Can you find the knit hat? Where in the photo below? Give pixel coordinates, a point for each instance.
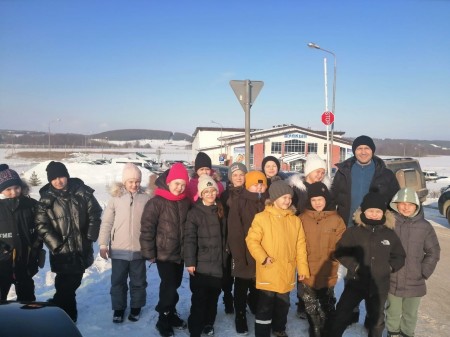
(235, 167)
(373, 200)
(204, 182)
(318, 189)
(177, 171)
(270, 158)
(55, 169)
(314, 162)
(255, 177)
(363, 140)
(131, 171)
(202, 160)
(279, 188)
(406, 194)
(8, 178)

- [PROBLEM TO SOLVE]: Copy the lines above word for word, without the picture.

- [SOLUTION TO THIS TASK]:
Can you find the knit hat? Where in the photo below? Give pixel coordinates, a point for each instance.
(235, 167)
(373, 200)
(204, 182)
(318, 189)
(177, 171)
(270, 158)
(55, 169)
(314, 162)
(255, 177)
(363, 140)
(131, 171)
(202, 160)
(279, 188)
(406, 194)
(8, 178)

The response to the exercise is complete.